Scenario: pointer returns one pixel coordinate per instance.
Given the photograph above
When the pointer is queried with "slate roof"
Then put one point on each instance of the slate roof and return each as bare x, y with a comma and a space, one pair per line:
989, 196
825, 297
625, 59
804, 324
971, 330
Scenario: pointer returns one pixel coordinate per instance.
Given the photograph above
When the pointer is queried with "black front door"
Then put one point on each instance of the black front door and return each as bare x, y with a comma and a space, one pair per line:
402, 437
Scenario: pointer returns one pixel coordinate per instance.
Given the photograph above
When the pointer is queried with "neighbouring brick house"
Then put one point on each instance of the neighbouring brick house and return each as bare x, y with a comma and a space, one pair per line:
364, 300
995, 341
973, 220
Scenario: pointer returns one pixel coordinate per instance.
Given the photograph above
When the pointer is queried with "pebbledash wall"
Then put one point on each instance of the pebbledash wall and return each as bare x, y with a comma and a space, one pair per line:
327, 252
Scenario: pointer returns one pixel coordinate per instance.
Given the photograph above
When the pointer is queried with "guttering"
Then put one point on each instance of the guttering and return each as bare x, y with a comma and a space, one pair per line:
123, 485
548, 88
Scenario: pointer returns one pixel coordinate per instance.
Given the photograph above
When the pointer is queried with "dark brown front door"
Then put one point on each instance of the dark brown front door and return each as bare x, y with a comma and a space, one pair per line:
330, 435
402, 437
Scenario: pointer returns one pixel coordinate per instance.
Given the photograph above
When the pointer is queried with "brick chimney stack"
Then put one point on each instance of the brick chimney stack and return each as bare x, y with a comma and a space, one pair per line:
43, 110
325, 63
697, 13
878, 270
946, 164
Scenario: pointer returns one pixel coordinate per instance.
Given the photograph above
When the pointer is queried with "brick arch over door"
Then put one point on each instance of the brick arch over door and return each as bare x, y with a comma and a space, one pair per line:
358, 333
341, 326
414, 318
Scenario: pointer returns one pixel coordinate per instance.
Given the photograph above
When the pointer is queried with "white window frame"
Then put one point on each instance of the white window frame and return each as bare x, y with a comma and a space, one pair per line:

::::::

Only lines holding the word "white" are wanted; list them all from the material.

_REPLY TO THE EXERCISE_
When the pointer is queried with "white window frame"
Then put one point on each instance of the white window frame and return each as bare x, y with a comma and a space, one pair per line:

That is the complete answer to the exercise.